— Start of Excerpt provided —

Natália Guerreiro has been a teacher since the year 2000 and currently works in Aviation English assessment and teaching for the Brazilian Air Force. She holds a CELTA, a B.A. in English & Portuguese from UFRJ, and an M.A. in Applied Linguistics from the University of Melbourne. She's been elected BRAZ-TESOL's Second Vice President for the 2019-2020 term.

6 Comments
  • Thiago Veigga
    Thiago Veigga
    Posted at 17:29h, 05 dezembro Responder

    Brilliant, as usual. The problem is that many people do not understand, and worse, they do not want to understand what ELF is. ELF is a very serious field, research based and driven, very much unlike the stigma that has been unfairly associated with us. ELF is not about the dumbing-down of the English language, far from that, as you elegantly put it.

    • Natália Guerreiro
      Natália Guerreiro
      Posted at 20:16h, 05 dezembro Responder

      Thank you for sharing the article with such kind words. I’m not sure people refuse to understand. Maybe they do understand it, but disagree. To an extent I agree with them, however: ELF is research-driven, but it’s research about language use. There’s very little in the way of ELF research in terms of teaching (at least that I’ve seen), so they may be right in being cautious. On the other hand, ELF and translanguaging uprooted my whole concept of what language is, so…

  • Bri
    Posted at 06:48h, 06 dezembro Responder

    Looking forward to translanguaging asap. I love the idea of mixing it up. But people have been doing that for years! Gr8 topic. Obrigada.

— End of Excerpt provided —
— Start of Recorded information —

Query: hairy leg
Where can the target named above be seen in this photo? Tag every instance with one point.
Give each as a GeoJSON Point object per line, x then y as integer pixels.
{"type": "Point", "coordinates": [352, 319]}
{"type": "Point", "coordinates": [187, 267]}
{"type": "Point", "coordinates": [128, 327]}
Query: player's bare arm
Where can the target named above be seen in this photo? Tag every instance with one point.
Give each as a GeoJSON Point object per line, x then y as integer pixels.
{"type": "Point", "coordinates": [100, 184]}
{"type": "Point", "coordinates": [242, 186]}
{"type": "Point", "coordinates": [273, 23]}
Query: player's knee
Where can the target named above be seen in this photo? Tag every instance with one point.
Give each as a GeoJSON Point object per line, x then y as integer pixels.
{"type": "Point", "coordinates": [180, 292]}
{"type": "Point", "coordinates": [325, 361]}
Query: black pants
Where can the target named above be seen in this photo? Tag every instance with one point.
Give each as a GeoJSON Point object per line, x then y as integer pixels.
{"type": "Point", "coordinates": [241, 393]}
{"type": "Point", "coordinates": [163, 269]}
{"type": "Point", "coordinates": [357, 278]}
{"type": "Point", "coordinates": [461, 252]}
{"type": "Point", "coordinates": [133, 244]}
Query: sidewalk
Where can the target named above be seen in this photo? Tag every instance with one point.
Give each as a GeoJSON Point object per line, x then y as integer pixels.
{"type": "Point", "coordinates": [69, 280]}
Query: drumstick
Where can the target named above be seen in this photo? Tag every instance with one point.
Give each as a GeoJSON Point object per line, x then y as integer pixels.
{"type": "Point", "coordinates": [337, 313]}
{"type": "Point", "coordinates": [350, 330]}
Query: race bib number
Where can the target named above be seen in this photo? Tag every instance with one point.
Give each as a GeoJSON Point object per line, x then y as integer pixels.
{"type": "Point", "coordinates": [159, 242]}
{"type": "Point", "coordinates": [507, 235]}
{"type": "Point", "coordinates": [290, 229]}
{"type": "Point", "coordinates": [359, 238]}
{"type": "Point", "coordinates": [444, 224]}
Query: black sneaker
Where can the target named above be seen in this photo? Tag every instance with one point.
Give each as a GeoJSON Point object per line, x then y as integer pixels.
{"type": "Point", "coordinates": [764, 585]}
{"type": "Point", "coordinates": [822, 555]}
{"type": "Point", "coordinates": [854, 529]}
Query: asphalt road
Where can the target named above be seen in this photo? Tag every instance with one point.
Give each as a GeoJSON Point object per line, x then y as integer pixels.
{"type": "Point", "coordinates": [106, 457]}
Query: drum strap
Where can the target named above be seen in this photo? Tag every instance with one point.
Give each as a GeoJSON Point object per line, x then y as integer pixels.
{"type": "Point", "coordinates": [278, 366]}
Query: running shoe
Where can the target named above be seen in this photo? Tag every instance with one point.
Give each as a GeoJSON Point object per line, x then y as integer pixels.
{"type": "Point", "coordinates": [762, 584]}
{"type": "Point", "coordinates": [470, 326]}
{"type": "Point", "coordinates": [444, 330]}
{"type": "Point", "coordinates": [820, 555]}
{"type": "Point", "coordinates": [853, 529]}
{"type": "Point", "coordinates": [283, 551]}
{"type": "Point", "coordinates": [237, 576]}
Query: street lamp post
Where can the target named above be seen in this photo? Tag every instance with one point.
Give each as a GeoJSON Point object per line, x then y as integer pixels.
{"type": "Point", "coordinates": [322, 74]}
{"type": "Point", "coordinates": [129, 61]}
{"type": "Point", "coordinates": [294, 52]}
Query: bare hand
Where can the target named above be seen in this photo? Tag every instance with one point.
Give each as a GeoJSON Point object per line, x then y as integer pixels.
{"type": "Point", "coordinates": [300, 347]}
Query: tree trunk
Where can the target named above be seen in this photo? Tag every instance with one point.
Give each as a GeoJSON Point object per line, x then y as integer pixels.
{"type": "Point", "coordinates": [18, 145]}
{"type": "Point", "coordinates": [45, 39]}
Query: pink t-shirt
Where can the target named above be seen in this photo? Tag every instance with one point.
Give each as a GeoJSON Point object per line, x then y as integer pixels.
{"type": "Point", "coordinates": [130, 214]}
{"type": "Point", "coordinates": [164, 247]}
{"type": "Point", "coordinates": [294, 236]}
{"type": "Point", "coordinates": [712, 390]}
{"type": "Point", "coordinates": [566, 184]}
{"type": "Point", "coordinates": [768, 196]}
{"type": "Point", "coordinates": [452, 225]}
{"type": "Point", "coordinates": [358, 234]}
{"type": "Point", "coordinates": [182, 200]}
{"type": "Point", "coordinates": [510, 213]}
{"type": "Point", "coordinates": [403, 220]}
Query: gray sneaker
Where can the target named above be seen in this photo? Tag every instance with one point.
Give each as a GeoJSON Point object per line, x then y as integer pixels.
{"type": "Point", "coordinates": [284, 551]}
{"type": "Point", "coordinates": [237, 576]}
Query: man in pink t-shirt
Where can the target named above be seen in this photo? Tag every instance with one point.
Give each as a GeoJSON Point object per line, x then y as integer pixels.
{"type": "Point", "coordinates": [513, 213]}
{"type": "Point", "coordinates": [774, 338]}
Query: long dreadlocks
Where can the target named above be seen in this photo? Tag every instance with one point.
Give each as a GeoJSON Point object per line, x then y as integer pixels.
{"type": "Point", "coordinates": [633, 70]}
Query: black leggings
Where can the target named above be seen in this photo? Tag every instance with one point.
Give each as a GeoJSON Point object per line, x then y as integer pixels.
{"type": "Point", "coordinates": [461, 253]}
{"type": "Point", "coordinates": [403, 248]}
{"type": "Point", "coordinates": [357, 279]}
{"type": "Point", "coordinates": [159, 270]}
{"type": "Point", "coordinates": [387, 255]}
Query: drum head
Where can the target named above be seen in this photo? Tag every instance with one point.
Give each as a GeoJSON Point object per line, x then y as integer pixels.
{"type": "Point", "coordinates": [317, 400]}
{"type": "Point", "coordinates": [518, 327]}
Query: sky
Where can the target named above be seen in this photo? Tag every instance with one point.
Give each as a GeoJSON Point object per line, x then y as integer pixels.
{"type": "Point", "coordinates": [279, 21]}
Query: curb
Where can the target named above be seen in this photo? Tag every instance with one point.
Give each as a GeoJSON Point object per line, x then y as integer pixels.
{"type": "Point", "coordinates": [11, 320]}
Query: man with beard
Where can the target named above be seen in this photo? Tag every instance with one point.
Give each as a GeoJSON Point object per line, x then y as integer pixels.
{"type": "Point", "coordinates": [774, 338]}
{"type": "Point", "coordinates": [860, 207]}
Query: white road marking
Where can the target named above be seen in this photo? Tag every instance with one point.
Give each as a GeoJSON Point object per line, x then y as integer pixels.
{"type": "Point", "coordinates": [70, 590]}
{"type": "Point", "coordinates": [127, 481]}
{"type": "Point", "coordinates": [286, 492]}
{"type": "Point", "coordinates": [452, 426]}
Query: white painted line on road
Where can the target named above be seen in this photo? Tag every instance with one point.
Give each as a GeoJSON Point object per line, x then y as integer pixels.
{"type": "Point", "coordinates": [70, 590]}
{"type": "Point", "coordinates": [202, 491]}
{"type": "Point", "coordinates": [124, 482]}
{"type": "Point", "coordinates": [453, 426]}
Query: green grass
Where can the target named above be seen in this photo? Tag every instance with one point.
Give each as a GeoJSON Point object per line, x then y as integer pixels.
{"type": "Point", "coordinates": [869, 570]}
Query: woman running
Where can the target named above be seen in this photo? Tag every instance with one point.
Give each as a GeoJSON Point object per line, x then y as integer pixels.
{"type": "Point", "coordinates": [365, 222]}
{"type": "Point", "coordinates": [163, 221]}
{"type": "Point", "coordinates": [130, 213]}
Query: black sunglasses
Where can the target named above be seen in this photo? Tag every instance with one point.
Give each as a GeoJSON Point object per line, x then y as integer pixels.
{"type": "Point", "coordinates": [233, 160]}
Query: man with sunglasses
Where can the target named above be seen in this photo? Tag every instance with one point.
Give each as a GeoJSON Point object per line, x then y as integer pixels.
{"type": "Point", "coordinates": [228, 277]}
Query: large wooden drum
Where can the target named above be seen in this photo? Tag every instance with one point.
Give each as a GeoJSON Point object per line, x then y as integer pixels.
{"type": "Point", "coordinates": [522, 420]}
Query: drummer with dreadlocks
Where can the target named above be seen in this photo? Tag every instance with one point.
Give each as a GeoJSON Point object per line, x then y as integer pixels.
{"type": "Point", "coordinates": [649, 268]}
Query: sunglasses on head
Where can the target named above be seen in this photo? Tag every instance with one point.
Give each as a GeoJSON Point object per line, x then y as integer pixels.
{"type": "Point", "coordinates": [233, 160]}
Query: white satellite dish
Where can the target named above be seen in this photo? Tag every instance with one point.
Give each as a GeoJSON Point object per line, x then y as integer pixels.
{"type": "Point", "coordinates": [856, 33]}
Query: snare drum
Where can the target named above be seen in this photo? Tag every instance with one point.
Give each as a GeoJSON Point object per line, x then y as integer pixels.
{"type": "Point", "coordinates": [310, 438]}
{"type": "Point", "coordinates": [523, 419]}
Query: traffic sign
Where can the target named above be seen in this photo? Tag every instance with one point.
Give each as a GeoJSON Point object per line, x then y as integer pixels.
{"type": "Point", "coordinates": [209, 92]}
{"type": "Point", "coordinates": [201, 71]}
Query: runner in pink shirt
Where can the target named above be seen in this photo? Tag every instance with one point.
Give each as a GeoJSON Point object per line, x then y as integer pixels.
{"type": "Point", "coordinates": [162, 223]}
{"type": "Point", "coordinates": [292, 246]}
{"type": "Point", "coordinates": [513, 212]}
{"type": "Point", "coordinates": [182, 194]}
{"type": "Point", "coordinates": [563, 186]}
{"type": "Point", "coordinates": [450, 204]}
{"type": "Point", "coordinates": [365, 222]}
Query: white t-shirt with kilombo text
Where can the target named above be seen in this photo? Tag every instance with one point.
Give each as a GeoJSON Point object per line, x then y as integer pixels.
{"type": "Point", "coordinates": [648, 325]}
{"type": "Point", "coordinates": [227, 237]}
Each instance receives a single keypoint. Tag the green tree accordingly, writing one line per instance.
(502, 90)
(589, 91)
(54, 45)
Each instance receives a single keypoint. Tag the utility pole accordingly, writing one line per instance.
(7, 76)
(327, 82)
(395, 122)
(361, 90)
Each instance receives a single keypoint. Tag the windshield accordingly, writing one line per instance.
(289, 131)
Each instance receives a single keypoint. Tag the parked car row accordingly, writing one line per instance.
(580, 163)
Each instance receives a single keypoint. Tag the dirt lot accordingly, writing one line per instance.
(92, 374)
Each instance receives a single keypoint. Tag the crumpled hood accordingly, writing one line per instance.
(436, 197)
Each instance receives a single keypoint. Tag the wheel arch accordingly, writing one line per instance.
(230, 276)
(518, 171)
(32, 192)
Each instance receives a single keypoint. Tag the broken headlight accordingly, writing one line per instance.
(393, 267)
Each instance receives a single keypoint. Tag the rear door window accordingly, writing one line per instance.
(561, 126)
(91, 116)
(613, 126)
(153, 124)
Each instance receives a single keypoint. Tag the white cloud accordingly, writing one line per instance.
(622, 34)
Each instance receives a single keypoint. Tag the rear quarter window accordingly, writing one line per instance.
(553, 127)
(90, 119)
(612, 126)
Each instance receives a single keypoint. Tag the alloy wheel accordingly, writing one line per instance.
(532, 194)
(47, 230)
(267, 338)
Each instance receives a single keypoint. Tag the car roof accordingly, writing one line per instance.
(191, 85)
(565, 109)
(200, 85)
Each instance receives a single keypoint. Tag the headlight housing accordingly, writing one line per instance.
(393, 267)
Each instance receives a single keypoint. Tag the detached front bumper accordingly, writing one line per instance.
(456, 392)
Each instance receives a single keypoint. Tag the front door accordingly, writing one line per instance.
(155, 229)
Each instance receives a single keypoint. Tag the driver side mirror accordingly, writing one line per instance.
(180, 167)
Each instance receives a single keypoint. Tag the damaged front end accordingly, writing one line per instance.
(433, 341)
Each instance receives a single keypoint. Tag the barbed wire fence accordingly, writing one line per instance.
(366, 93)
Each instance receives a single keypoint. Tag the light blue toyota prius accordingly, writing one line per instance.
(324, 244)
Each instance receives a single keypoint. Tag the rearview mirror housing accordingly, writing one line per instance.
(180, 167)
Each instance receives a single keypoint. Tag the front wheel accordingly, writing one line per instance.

— End of Recorded information —

[Required actions]
A. According to the excerpt, where did Natália Guerreiro earn her M.A. in Applied Linguistics?
B. Format part of the listing as a JSON list of strings, one per line with blank lines left out: begin at the line that has "Each instance receives a single keypoint. Tag the car" and stop after the last line of the listing.

[Exercise solutions]
A. The University of Melbourne.

B.
[
  "Each instance receives a single keypoint. Tag the car roof accordingly, writing one line per instance.",
  "(191, 85)",
  "(565, 109)",
  "(200, 85)",
  "Each instance receives a single keypoint. Tag the headlight housing accordingly, writing one line per instance.",
  "(393, 267)",
  "Each instance receives a single keypoint. Tag the detached front bumper accordingly, writing one line per instance.",
  "(456, 392)",
  "Each instance receives a single keypoint. Tag the front door accordingly, writing one line per instance.",
  "(155, 229)",
  "Each instance receives a single keypoint. Tag the driver side mirror accordingly, writing one line per instance.",
  "(180, 167)",
  "Each instance receives a single keypoint. Tag the damaged front end accordingly, writing one line per instance.",
  "(433, 341)",
  "Each instance receives a single keypoint. Tag the barbed wire fence accordingly, writing one line per instance.",
  "(366, 93)",
  "Each instance receives a single keypoint. Tag the light blue toyota prius accordingly, writing one line per instance.",
  "(324, 244)",
  "Each instance receives a single keypoint. Tag the rearview mirror housing accordingly, writing one line per instance.",
  "(180, 167)",
  "Each instance receives a single keypoint. Tag the front wheel accordingly, writing one line per instance."
]